Listing from a data source:
** BEGIN **

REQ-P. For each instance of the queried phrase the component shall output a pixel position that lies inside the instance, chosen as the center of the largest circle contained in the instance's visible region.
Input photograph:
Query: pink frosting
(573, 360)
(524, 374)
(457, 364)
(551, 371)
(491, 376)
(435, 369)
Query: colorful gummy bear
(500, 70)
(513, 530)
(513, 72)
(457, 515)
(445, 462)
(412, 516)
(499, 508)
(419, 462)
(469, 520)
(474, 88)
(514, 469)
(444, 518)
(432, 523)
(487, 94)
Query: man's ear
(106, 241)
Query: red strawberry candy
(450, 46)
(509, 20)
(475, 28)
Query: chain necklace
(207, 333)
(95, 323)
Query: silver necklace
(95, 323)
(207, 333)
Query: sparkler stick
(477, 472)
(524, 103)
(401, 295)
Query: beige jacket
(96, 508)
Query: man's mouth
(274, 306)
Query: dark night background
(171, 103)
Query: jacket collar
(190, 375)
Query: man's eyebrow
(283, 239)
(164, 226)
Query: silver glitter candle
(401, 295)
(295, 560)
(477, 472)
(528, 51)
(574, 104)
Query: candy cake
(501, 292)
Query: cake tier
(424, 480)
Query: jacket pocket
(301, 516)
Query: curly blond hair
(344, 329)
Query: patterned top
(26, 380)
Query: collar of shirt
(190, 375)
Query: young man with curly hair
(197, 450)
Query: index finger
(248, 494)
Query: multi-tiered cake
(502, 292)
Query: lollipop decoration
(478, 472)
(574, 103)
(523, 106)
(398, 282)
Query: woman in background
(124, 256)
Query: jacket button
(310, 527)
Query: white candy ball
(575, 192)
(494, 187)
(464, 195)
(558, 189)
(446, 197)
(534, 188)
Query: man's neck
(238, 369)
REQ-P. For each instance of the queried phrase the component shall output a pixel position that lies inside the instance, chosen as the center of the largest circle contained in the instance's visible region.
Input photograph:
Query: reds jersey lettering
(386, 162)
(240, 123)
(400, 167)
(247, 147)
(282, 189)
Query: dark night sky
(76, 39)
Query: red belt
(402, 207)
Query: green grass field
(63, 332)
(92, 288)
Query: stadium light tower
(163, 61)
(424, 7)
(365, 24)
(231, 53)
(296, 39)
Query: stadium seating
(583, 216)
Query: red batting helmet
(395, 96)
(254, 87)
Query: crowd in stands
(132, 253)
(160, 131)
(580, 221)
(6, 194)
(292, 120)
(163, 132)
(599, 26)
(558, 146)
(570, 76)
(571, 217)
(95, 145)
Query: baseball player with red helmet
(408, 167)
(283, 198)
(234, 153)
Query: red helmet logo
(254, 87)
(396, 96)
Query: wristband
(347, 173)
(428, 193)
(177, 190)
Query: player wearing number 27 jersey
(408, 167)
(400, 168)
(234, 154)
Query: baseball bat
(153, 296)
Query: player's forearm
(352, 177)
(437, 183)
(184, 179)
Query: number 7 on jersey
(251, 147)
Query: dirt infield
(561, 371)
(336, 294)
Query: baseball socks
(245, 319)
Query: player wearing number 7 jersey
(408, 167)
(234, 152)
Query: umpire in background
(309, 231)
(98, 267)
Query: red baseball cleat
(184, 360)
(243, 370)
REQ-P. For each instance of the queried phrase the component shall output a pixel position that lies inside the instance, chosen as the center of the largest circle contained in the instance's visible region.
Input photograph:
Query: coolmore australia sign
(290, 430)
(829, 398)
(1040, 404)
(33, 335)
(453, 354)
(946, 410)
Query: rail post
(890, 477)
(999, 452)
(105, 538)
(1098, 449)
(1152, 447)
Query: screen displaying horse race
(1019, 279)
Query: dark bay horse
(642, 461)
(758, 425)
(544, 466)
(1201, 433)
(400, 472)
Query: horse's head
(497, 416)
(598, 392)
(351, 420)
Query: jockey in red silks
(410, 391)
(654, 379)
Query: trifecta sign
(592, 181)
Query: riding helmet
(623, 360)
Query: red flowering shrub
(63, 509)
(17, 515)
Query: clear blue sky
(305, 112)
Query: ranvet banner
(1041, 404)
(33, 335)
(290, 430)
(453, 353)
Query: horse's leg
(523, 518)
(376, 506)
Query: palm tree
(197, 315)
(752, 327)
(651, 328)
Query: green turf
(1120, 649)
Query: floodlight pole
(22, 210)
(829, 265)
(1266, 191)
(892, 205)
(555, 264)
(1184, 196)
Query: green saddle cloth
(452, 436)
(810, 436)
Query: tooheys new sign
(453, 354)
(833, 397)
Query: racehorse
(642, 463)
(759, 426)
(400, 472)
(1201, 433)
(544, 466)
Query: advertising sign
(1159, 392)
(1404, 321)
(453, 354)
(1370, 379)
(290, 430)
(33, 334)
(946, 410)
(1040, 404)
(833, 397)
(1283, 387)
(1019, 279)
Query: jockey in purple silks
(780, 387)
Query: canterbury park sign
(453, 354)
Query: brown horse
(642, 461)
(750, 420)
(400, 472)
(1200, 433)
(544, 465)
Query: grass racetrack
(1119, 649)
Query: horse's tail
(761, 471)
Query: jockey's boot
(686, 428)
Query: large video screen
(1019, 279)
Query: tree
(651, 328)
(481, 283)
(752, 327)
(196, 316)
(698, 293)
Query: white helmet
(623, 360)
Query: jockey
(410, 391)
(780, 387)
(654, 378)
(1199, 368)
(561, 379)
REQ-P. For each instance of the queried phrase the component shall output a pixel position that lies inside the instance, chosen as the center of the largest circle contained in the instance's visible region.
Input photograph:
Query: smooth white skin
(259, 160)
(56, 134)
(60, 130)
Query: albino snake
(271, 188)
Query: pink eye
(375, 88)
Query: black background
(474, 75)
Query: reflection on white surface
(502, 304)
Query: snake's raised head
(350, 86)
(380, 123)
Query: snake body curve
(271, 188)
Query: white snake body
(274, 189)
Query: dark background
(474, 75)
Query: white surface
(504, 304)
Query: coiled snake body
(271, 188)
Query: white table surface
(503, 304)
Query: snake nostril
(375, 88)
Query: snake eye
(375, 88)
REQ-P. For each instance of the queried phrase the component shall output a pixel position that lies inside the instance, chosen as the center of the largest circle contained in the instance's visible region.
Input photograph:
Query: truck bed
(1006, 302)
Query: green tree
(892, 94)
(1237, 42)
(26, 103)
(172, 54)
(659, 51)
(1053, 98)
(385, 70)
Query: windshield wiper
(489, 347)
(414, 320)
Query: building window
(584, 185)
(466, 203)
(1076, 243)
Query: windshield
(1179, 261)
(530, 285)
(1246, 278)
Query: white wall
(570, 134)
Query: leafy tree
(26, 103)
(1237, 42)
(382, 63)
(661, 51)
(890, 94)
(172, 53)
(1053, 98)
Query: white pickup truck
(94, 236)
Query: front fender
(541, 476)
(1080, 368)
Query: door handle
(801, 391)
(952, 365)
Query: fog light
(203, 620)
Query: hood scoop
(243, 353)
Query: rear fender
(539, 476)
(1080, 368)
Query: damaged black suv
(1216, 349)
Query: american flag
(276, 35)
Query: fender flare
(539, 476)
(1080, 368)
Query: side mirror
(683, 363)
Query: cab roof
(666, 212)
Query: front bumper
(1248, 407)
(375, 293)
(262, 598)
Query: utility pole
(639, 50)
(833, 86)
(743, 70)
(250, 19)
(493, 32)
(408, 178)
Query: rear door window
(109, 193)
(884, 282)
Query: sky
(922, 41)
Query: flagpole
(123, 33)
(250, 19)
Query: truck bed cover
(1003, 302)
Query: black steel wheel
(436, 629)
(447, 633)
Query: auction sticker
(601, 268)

** END **

Instruction |
Arrange every line of the listing above as a numbered list, leaving out any blank lines.

Reply |
1. REQ-P. For each instance of the queried phrase the component shall output a pixel position that lies inside the instance, chosen as the center of the largest circle contained in the instance's visible region.
2. Input photograph:
3. Query: pink frosting
4. (573, 360)
5. (524, 374)
6. (457, 364)
7. (551, 371)
8. (491, 376)
9. (435, 369)
10. Query: colorful gummy bear
11. (500, 70)
12. (513, 530)
13. (513, 72)
14. (457, 515)
15. (445, 462)
16. (412, 516)
17. (499, 508)
18. (419, 462)
19. (469, 520)
20. (474, 88)
21. (514, 469)
22. (444, 518)
23. (432, 523)
24. (487, 94)
25. Query: man's ear
26. (106, 241)
27. Query: red strawberry candy
28. (450, 46)
29. (509, 20)
30. (475, 28)
31. Query: chain necklace
32. (207, 333)
33. (95, 323)
34. Query: silver necklace
35. (95, 323)
36. (207, 333)
37. Query: sparkler stick
38. (477, 472)
39. (524, 103)
40. (401, 295)
41. Query: beige jacket
42. (96, 508)
43. Query: man's mouth
44. (274, 306)
45. Query: dark night background
46. (171, 103)
47. Query: jacket collar
48. (190, 375)
49. Query: man's eyebrow
50. (283, 239)
51. (164, 226)
52. Query: silver glitter candle
53. (401, 295)
54. (295, 560)
55. (477, 472)
56. (528, 51)
57. (574, 104)
58. Query: candy cake
59. (501, 292)
60. Query: cake tier
61. (424, 480)
62. Query: jacket pocket
63. (301, 516)
64. Query: curly blond hair
65. (344, 329)
66. Query: patterned top
67. (26, 380)
68. Query: collar of shirt
69. (190, 375)
70. Query: young man with curly hair
71. (197, 450)
72. Query: index finger
73. (248, 494)
74. Query: multi-tiered cake
75. (502, 292)
76. Query: lollipop decoration
77. (478, 472)
78. (574, 103)
79. (523, 106)
80. (398, 282)
81. Query: woman in background
82. (124, 256)
83. Query: jacket button
84. (310, 527)
85. Query: white candy ball
86. (575, 192)
87. (494, 187)
88. (464, 195)
89. (558, 189)
90. (446, 197)
91. (534, 188)
92. Query: man's neck
93. (238, 369)
94. REQ-P. For each instance of the queried phrase the component shall output a pixel position that lies inside the instance, chosen as the center of the largest circle contained in the instance's visible region.
95. Input photograph:
96. Query: reds jersey lettering
97. (386, 162)
98. (240, 123)
99. (400, 167)
100. (247, 147)
101. (282, 189)
102. Query: dark night sky
103. (76, 39)
104. Query: red belt
105. (402, 207)
106. Query: green grass field
107. (63, 332)
108. (92, 288)
109. Query: stadium light tower
110. (163, 61)
111. (424, 7)
112. (365, 24)
113. (231, 53)
114. (296, 39)
115. Query: stadium seating
116. (583, 216)
117. Query: red batting helmet
118. (395, 96)
119. (254, 87)
120. Query: crowd in stands
121. (132, 253)
122. (160, 131)
123. (580, 221)
124. (6, 194)
125. (292, 120)
126. (163, 132)
127. (599, 26)
128. (558, 146)
129. (570, 76)
130. (571, 217)
131. (95, 145)
132. Query: baseball player with red helmet
133. (408, 167)
134. (283, 198)
135. (234, 153)
136. Query: red helmet logo
137. (254, 87)
138. (396, 96)
139. Query: wristband
140. (347, 173)
141. (428, 193)
142. (177, 190)
143. Query: player wearing number 27 jersey
144. (408, 167)
145. (400, 168)
146. (234, 154)
147. Query: baseball bat
148. (153, 296)
149. Query: player's forearm
150. (352, 177)
151. (437, 183)
152. (184, 179)
153. Query: number 7 on jersey
154. (251, 147)
155. Query: dirt infield
156. (561, 371)
157. (336, 294)
158. Query: baseball socks
159. (245, 319)
160. Query: player wearing number 7 jersey
161. (408, 167)
162. (234, 152)
163. Query: umpire in background
164. (309, 231)
165. (98, 267)
166. Query: red baseball cleat
167. (184, 360)
168. (243, 370)
169. REQ-P. For each instance of the queried phrase the component shall output a pixel position that lies inside the instance, chosen as the center of the largest circle contained in the instance's visible region.
170. Input photograph:
171. Query: coolmore australia sign
172. (290, 430)
173. (829, 398)
174. (1040, 404)
175. (33, 335)
176. (453, 354)
177. (946, 410)
178. Query: rail post
179. (890, 477)
180. (999, 452)
181. (105, 538)
182. (1098, 449)
183. (1152, 447)
184. Query: screen displaying horse race
185. (1019, 279)
186. Query: dark bay horse
187. (642, 461)
188. (758, 425)
189. (544, 466)
190. (1201, 433)
191. (400, 472)
192. Query: horse's head
193. (497, 416)
194. (598, 392)
195. (351, 420)
196. Query: jockey in red silks
197. (410, 391)
198. (654, 379)
199. Query: trifecta sign
200. (592, 181)
201. Query: riding helmet
202. (623, 360)
203. Query: red flowering shrub
204. (63, 509)
205. (17, 515)
206. Query: clear blue sky
207. (305, 112)
208. Query: ranvet banner
209. (1041, 404)
210. (33, 335)
211. (290, 430)
212. (453, 353)
213. Query: horse's leg
214. (523, 518)
215. (376, 506)
216. Query: palm tree
217. (197, 315)
218. (752, 327)
219. (651, 328)
220. Query: green turf
221. (1120, 649)
222. Query: floodlight pole
223. (22, 210)
224. (829, 265)
225. (1266, 191)
226. (892, 205)
227. (555, 264)
228. (1184, 196)
229. Query: green saddle cloth
230. (452, 436)
231. (810, 436)
232. Query: tooheys new sign
233. (453, 354)
234. (833, 397)
235. Query: racehorse
236. (642, 463)
237. (759, 426)
238. (400, 472)
239. (1201, 433)
240. (544, 466)
241. Query: advertising sign
242. (1159, 392)
243. (1404, 321)
244. (453, 354)
245. (1370, 379)
246. (290, 430)
247. (33, 334)
248. (946, 410)
249. (1040, 404)
250. (833, 397)
251. (1283, 387)
252. (1019, 279)
253. Query: jockey in purple silks
254. (780, 387)
255. Query: canterbury park sign
256. (453, 354)
257. Query: brown horse
258. (642, 461)
259. (750, 420)
260. (400, 472)
261. (1200, 433)
262. (544, 465)
263. Query: grass racetrack
264. (1119, 649)
265. Query: horse's tail
266. (761, 471)
267. Query: jockey's boot
268. (686, 428)
269. Query: large video screen
270. (1019, 279)
271. Query: tree
272. (651, 328)
273. (481, 283)
274. (752, 327)
275. (196, 316)
276. (698, 293)
277. Query: white helmet
278. (623, 360)
279. Query: jockey
280. (410, 391)
281. (780, 387)
282. (654, 378)
283. (1199, 368)
284. (561, 379)
285. REQ-P. For each instance of the queried phrase the component shall output a pixel position that lies inside the instance, chosen as the center of the largest circle contained in the instance's visible region.
286. Input photograph:
287. Query: smooth white skin
288. (259, 160)
289. (56, 134)
290. (60, 130)
291. Query: albino snake
292. (271, 188)
293. Query: pink eye
294. (375, 88)
295. Query: black background
296. (474, 75)
297. Query: reflection on white surface
298. (502, 304)
299. Query: snake's raised head
300. (350, 86)
301. (380, 123)
302. Query: snake body curve
303. (271, 188)
304. Query: white snake body
305. (274, 189)
306. Query: dark background
307. (474, 75)
308. Query: white surface
309. (504, 304)
310. Query: coiled snake body
311. (271, 188)
312. Query: white table surface
313. (503, 304)
314. Query: snake nostril
315. (375, 88)
316. Query: snake eye
317. (375, 88)
318. REQ-P. For each instance of the queried phrase the component shall output a pixel position that lies inside the instance, chosen as the center of the largest circle contained in the instance's visible region.
319. Input photograph:
320. Query: truck bed
321. (1006, 302)
322. Query: green tree
323. (892, 94)
324. (1237, 42)
325. (26, 103)
326. (172, 54)
327. (659, 51)
328. (1053, 98)
329. (385, 70)
330. Query: windshield wiper
331. (489, 347)
332. (414, 320)
333. Query: building window
334. (584, 185)
335. (466, 203)
336. (1076, 243)
337. Query: windshield
338. (1179, 261)
339. (530, 285)
340. (1246, 278)
341. Query: white wall
342. (570, 134)
343. Query: leafy tree
344. (26, 103)
345. (1237, 42)
346. (382, 63)
347. (661, 51)
348. (890, 94)
349. (172, 53)
350. (1053, 98)
351. Query: white pickup truck
352. (94, 236)
353. Query: front fender
354. (541, 476)
355. (1080, 368)
356. Query: door handle
357. (801, 391)
358. (952, 365)
359. Query: fog light
360. (203, 620)
361. Query: hood scoop
362. (243, 353)
363. Query: rear fender
364. (539, 476)
365. (1080, 368)
366. Query: damaged black suv
367. (1216, 349)
368. Query: american flag
369. (276, 35)
370. Query: fender flare
371. (539, 476)
372. (1080, 368)
373. Query: side mirror
374. (683, 363)
375. Query: cab roof
376. (666, 212)
377. Query: front bumper
378. (1248, 407)
379. (375, 293)
380. (262, 598)
381. Query: utility pole
382. (639, 50)
383. (833, 86)
384. (743, 70)
385. (250, 19)
386. (493, 32)
387. (408, 178)
388. Query: rear door window
389. (109, 193)
390. (884, 282)
391. Query: sky
392. (922, 41)
393. Query: flagpole
394. (123, 33)
395. (250, 19)
396. Query: truck bed cover
397. (1003, 302)
398. Query: black steel wheel
399. (436, 629)
400. (447, 633)
401. Query: auction sticker
402. (601, 268)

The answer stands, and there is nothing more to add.